• Exercise aim:
Copy all of the records below, character for character, with nothing altered, added, or left out.
start Data provided
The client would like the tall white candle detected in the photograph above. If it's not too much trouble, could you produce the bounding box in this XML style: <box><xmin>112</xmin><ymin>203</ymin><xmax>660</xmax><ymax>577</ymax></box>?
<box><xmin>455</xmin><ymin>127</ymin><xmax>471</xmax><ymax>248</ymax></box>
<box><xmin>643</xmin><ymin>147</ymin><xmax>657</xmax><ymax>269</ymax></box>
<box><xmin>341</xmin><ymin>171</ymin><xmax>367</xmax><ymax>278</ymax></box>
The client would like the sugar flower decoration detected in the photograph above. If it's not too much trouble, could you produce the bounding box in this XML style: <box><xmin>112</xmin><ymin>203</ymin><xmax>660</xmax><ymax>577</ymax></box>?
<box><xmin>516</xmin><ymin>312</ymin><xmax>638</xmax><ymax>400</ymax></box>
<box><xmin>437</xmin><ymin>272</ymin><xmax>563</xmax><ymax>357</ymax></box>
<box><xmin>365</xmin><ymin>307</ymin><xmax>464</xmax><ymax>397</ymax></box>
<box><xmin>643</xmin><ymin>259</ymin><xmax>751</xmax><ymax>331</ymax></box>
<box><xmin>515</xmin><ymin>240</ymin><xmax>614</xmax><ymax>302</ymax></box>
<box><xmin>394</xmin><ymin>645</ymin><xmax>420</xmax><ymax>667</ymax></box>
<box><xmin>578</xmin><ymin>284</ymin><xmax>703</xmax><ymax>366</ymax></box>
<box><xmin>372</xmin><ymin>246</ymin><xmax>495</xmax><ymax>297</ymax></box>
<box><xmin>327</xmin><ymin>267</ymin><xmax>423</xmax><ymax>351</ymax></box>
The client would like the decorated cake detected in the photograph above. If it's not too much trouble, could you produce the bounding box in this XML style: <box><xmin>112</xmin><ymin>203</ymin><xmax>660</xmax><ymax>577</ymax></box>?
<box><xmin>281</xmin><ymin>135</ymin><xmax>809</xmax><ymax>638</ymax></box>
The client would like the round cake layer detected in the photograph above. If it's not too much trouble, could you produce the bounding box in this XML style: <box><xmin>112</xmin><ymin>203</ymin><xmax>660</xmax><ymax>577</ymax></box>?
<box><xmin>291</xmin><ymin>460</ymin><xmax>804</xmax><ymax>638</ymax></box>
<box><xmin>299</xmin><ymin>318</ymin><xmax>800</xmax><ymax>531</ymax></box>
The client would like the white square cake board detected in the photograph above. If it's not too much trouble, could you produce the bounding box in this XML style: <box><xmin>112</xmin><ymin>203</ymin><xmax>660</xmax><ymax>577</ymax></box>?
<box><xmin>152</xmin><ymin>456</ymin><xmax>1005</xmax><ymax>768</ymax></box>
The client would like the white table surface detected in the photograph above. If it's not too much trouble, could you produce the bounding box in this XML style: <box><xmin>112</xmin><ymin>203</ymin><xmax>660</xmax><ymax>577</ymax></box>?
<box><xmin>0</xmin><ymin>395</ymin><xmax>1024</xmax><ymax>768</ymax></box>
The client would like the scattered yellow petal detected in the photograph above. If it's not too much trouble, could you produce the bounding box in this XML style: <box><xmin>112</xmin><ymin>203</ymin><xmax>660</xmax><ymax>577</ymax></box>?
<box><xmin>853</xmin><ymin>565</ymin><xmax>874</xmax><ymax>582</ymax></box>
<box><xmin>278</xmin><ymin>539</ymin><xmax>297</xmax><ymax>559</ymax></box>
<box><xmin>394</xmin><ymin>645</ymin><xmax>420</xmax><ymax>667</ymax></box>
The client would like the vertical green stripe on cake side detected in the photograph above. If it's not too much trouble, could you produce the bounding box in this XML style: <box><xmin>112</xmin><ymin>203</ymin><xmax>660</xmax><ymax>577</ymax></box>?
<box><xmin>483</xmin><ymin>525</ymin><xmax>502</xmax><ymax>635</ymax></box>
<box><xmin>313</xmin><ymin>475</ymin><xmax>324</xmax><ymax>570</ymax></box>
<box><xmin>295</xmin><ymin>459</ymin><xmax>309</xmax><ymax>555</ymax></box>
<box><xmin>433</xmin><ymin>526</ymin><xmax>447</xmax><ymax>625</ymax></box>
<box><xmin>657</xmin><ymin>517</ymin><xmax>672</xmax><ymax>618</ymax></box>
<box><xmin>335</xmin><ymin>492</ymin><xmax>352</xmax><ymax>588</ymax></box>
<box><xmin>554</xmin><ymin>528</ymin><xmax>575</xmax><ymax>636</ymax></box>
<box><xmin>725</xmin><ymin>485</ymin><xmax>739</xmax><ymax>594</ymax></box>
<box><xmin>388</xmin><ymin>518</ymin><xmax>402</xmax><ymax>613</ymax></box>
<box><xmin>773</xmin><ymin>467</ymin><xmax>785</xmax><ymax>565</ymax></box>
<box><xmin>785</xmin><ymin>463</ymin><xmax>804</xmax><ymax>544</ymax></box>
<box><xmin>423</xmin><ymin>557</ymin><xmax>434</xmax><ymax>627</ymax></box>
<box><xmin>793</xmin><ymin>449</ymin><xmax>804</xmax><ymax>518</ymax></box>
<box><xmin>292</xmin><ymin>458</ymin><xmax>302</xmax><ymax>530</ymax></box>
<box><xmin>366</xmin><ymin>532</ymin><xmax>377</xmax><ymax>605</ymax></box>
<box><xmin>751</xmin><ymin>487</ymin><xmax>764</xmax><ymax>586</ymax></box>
end Data provided
• Full solution:
The client would like the tall white candle detected in the photograph above. If it's not too much trouble, could you produce the bounding box in this XML style: <box><xmin>112</xmin><ymin>203</ymin><xmax>660</xmax><ymax>577</ymax></box>?
<box><xmin>455</xmin><ymin>127</ymin><xmax>471</xmax><ymax>248</ymax></box>
<box><xmin>643</xmin><ymin>147</ymin><xmax>657</xmax><ymax>269</ymax></box>
<box><xmin>341</xmin><ymin>171</ymin><xmax>367</xmax><ymax>278</ymax></box>
The client would like the sugar flower decoration detected in the photograph above. If it's not too much trouble, could you produce the bounding box in this XML style: <box><xmin>112</xmin><ymin>203</ymin><xmax>660</xmax><ymax>577</ymax></box>?
<box><xmin>516</xmin><ymin>312</ymin><xmax>638</xmax><ymax>400</ymax></box>
<box><xmin>437</xmin><ymin>272</ymin><xmax>563</xmax><ymax>357</ymax></box>
<box><xmin>365</xmin><ymin>307</ymin><xmax>464</xmax><ymax>397</ymax></box>
<box><xmin>643</xmin><ymin>259</ymin><xmax>751</xmax><ymax>331</ymax></box>
<box><xmin>515</xmin><ymin>240</ymin><xmax>614</xmax><ymax>302</ymax></box>
<box><xmin>394</xmin><ymin>645</ymin><xmax>420</xmax><ymax>667</ymax></box>
<box><xmin>578</xmin><ymin>284</ymin><xmax>703</xmax><ymax>366</ymax></box>
<box><xmin>372</xmin><ymin>246</ymin><xmax>495</xmax><ymax>297</ymax></box>
<box><xmin>327</xmin><ymin>267</ymin><xmax>423</xmax><ymax>351</ymax></box>
The client would like the decorated cake detected in the photograph above. If it's not too much trouble, could you produce the bounding box in this XML style: <box><xmin>112</xmin><ymin>203</ymin><xmax>660</xmax><ymax>577</ymax></box>?
<box><xmin>281</xmin><ymin>135</ymin><xmax>809</xmax><ymax>638</ymax></box>
The client would like the round cake layer detected in the photograph above. If it's not too much trouble, could you produce the bounding box in this XML style: <box><xmin>112</xmin><ymin>203</ymin><xmax>660</xmax><ymax>577</ymax></box>?
<box><xmin>291</xmin><ymin>460</ymin><xmax>804</xmax><ymax>638</ymax></box>
<box><xmin>299</xmin><ymin>318</ymin><xmax>800</xmax><ymax>531</ymax></box>
The client would like the white square cake board detected in the photograph above. If it's not too much trouble, could you produce the bounding box in this XML style: <box><xmin>112</xmin><ymin>203</ymin><xmax>660</xmax><ymax>577</ymax></box>?
<box><xmin>152</xmin><ymin>456</ymin><xmax>1005</xmax><ymax>768</ymax></box>
The client would like the white table surface detected in the photograph above. If it's not too much trouble, could you produce the bounding box in this XML style: <box><xmin>112</xmin><ymin>203</ymin><xmax>660</xmax><ymax>577</ymax></box>?
<box><xmin>0</xmin><ymin>395</ymin><xmax>1024</xmax><ymax>768</ymax></box>
The client would like the scattered yellow petal detected in the photograph above. If it's not too much trouble, could you produce the bounding box in this XML style: <box><xmin>112</xmin><ymin>203</ymin><xmax>660</xmax><ymax>577</ymax></box>?
<box><xmin>853</xmin><ymin>565</ymin><xmax>874</xmax><ymax>582</ymax></box>
<box><xmin>278</xmin><ymin>539</ymin><xmax>297</xmax><ymax>559</ymax></box>
<box><xmin>394</xmin><ymin>645</ymin><xmax>420</xmax><ymax>667</ymax></box>
The client would like the vertical green stripe on cake side detected in the photograph above. If it's not too much trouble, could you produce the bounding box in this XML style: <box><xmin>112</xmin><ymin>203</ymin><xmax>660</xmax><ymax>577</ymax></box>?
<box><xmin>483</xmin><ymin>525</ymin><xmax>502</xmax><ymax>635</ymax></box>
<box><xmin>313</xmin><ymin>475</ymin><xmax>324</xmax><ymax>570</ymax></box>
<box><xmin>295</xmin><ymin>459</ymin><xmax>309</xmax><ymax>555</ymax></box>
<box><xmin>433</xmin><ymin>526</ymin><xmax>447</xmax><ymax>625</ymax></box>
<box><xmin>657</xmin><ymin>517</ymin><xmax>672</xmax><ymax>618</ymax></box>
<box><xmin>335</xmin><ymin>492</ymin><xmax>352</xmax><ymax>588</ymax></box>
<box><xmin>554</xmin><ymin>528</ymin><xmax>575</xmax><ymax>636</ymax></box>
<box><xmin>725</xmin><ymin>485</ymin><xmax>739</xmax><ymax>594</ymax></box>
<box><xmin>388</xmin><ymin>518</ymin><xmax>402</xmax><ymax>613</ymax></box>
<box><xmin>773</xmin><ymin>467</ymin><xmax>785</xmax><ymax>565</ymax></box>
<box><xmin>785</xmin><ymin>463</ymin><xmax>804</xmax><ymax>544</ymax></box>
<box><xmin>423</xmin><ymin>557</ymin><xmax>434</xmax><ymax>627</ymax></box>
<box><xmin>793</xmin><ymin>449</ymin><xmax>804</xmax><ymax>518</ymax></box>
<box><xmin>292</xmin><ymin>458</ymin><xmax>302</xmax><ymax>530</ymax></box>
<box><xmin>366</xmin><ymin>532</ymin><xmax>377</xmax><ymax>605</ymax></box>
<box><xmin>751</xmin><ymin>487</ymin><xmax>764</xmax><ymax>586</ymax></box>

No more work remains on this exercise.